- **What to produce**
Your output must consist solely of the lines from the one containing "like [49, 214]." through the end of the records, reproduced exactly.

- **Data to process**
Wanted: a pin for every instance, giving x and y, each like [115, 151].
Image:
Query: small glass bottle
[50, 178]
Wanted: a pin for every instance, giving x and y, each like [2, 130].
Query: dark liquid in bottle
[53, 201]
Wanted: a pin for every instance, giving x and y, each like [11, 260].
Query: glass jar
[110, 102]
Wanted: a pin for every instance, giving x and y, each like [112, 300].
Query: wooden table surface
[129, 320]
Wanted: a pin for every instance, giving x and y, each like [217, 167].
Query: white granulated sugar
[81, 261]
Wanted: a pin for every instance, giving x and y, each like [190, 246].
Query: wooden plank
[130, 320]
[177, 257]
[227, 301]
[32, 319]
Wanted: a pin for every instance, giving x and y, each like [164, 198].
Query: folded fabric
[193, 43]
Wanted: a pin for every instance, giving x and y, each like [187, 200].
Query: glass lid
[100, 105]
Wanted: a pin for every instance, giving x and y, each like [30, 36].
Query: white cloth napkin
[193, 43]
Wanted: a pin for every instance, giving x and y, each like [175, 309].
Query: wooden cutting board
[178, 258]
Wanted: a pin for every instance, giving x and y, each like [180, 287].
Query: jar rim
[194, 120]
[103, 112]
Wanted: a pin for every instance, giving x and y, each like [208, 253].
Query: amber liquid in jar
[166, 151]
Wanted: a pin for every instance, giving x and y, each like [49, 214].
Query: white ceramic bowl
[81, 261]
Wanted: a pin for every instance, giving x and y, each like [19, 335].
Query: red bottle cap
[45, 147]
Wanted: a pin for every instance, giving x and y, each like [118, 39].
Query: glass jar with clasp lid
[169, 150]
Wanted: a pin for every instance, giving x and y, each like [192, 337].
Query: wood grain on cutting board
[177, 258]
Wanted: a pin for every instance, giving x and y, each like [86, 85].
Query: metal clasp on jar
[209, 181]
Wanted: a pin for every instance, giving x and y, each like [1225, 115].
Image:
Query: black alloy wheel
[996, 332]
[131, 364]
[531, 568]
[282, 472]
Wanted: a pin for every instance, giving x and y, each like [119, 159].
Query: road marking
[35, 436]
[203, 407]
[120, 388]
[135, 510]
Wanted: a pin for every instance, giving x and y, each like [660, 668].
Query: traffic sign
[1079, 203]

- **Output for this task**
Wanted: a pin for every instance, giving x and y, each like [49, 214].
Query: white ceramic bowl
[81, 261]
Wanted: a pin for every instance, giving x and y, each like [19, 335].
Query: red bottle cap
[45, 147]
Wanted: a pin for every instance, giving x and y, each like [118, 39].
Query: glass jar with clasp lid
[169, 150]
Wanted: a pin for every instance, giving x and y, each like [192, 337].
Query: wood grain on cutting board
[177, 258]
Wanted: a pin for every instance, giving x and y, each like [86, 85].
Query: metal clasp on jar
[209, 181]
Wanted: a pin for every instance, giving x and y, each like [1225, 115].
Image:
Query: black alloy wheel
[996, 332]
[131, 364]
[531, 568]
[282, 472]
Wanted: a pin for every instance, giving x and y, each like [119, 159].
Query: road marking
[35, 436]
[203, 407]
[120, 388]
[135, 510]
Wanted: a pin for every instance, giving x and y, each like [660, 668].
Query: traffic sign
[1079, 203]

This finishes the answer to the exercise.